AIM OF THE TASK
Repeat every line below exactly as it reads.

Collected data
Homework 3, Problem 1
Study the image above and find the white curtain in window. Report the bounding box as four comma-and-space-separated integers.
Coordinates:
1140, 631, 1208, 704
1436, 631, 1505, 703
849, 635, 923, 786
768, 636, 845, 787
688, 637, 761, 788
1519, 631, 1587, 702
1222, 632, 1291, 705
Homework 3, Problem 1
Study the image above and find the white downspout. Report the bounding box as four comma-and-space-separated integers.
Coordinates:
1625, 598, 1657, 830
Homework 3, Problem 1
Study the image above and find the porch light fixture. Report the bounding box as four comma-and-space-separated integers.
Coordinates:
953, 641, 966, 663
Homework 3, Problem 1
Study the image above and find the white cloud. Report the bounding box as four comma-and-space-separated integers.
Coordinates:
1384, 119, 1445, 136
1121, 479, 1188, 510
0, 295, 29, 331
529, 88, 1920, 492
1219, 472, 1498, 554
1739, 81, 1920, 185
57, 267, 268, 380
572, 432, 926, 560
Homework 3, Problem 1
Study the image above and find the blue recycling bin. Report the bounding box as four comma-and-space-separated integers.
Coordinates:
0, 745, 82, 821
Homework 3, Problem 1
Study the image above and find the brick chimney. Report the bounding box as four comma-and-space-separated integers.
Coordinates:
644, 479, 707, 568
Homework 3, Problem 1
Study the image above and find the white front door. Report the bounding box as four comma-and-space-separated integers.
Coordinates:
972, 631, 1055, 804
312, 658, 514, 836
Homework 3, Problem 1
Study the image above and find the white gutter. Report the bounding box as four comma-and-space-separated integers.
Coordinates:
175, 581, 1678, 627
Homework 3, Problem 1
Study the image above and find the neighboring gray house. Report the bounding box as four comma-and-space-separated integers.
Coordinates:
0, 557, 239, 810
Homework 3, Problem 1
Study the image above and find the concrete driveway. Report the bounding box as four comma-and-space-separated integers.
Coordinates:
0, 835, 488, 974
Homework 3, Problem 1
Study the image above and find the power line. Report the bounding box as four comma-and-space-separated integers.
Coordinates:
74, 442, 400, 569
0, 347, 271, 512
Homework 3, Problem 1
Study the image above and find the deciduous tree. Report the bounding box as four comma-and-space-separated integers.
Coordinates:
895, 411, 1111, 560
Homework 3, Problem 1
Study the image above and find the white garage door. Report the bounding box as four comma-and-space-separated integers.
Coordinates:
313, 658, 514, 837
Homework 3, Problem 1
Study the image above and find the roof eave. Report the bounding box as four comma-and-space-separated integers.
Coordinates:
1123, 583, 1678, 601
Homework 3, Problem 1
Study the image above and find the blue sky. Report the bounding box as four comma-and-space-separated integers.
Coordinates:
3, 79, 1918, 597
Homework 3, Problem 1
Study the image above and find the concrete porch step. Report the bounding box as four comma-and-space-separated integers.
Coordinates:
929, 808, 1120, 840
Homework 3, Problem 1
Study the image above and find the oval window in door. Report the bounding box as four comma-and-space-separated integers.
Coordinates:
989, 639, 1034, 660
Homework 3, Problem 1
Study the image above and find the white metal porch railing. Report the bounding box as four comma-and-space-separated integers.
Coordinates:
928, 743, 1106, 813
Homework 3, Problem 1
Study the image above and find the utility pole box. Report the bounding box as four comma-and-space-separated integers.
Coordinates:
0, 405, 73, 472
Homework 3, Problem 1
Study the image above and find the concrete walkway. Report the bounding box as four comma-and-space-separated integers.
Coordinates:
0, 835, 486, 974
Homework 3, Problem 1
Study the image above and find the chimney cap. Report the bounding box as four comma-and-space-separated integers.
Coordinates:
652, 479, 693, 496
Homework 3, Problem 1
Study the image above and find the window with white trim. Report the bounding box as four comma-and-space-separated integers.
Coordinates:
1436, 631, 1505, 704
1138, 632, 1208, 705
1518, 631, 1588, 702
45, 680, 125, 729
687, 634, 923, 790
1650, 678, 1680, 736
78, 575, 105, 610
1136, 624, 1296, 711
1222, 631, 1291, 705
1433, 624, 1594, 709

ANSWER
Homework 3, Problem 1
Study the image above and find the white curtain in window. Report the bounding box as four comma-and-space-separated integers.
Coordinates:
1140, 631, 1208, 704
1436, 631, 1505, 703
849, 635, 923, 786
768, 636, 845, 787
688, 637, 761, 788
1519, 631, 1587, 702
1222, 632, 1291, 705
Homework 3, Problem 1
Study the image above and find the white downspout. Report the bounding box as four comma-and-space-separated integers.
Coordinates:
1625, 598, 1657, 830
Homework 3, Problem 1
Study the image above and find the porch light fixture. Report the bounding box as four comma-and-space-separated integers.
Coordinates:
953, 641, 966, 663
Homework 3, Problem 1
Study the image above and find the white cloud. Report the bounding box as four comma-and-space-separated integers.
Coordinates:
1384, 119, 1445, 136
1121, 479, 1188, 510
0, 295, 29, 331
529, 88, 1920, 492
1219, 472, 1498, 554
1739, 81, 1920, 185
57, 267, 268, 380
572, 432, 926, 560
Homework 3, Problem 1
Study the image above and find the blue recycling bin. Report the bounding box as four comma-and-space-separated integers.
Coordinates:
0, 745, 82, 821
Homework 3, Problem 1
Study the image above and find the brick chimney. Report the bounding box as four comma-and-space-separated integers.
Coordinates:
644, 479, 707, 568
Homework 3, Problem 1
Study the image above and find the white front door. Report the bounding box as four comma-and-space-separated integers.
Coordinates:
972, 631, 1055, 804
312, 658, 514, 836
Homework 3, Problem 1
Study the image above and find the white gutter. Report the bounding box as four comma-and-space-separated integers.
Coordinates:
175, 581, 1678, 627
Homework 3, Problem 1
Study the image above and find the neighboring gray house. Report the bounding box as four comma-and-space-separated integers.
Coordinates:
0, 557, 239, 810
Homework 3, Problem 1
Study the image above and find the concrete driveway. Report the bounding box as four comma-and-space-separated integers.
Coordinates:
0, 835, 488, 974
Homework 3, Problem 1
Study the image above and find the power line. Report the bounding box as four comma-and-space-separated integers.
Coordinates:
74, 442, 400, 569
0, 347, 271, 512
Homework 3, Problem 1
Study the image above and find the deciduous tree. Report the bounding box as four comma-and-space-separated integers.
Coordinates:
895, 411, 1111, 560
Homework 3, Problem 1
Study the image above and find the white garage door. Report the bounding box as four comma-and-space-separated integers.
Coordinates:
313, 658, 514, 837
Homework 3, Problem 1
Study the image above and find the roof eave. Report the bounding box as four comma-and-space-separated integers.
Coordinates:
1123, 583, 1678, 601
Homework 3, Problem 1
Study the image above and find the blue sky. Report the bounding box as four comma-and-space-separated integers.
Coordinates:
3, 79, 1918, 597
Homework 3, Problem 1
Study the image above and find the concrete porch step. Report the bounding box as four comma-and-space-separated integers.
Coordinates:
929, 808, 1120, 840
Homework 3, Problem 1
Study the image above and find the oval window in door. Report the bounding box as four comma-and-space-separated integers.
Coordinates:
989, 639, 1034, 660
Homework 3, Problem 1
Study the image above and find the white metal porch railing. Report the bounding box as four comma-and-space-separated integers.
Coordinates:
928, 743, 1106, 813
Homework 3, Problem 1
Study the image above and find the utility pole box. Report the bounding box as four comma-and-space-separated integers.
Coordinates:
0, 405, 73, 472
Homework 3, Problem 1
Study the image above and find the concrete walkway. Report the bounding box as four comma-and-space-separated integers.
Coordinates:
0, 835, 486, 974
Homework 3, Problem 1
Study the image above and find the chimney cap. Report the bounding box as four comma-and-space-separated integers.
Coordinates:
652, 479, 693, 496
Homework 3, Problem 1
Study the image above and find the window with white trim. Report the bounding box as four comma-and-space-separated integers.
Coordinates:
1436, 631, 1505, 704
1138, 632, 1208, 705
1518, 631, 1588, 702
45, 680, 125, 729
687, 634, 923, 790
1650, 678, 1680, 736
78, 575, 105, 610
1136, 624, 1296, 711
1222, 631, 1291, 705
1433, 624, 1594, 709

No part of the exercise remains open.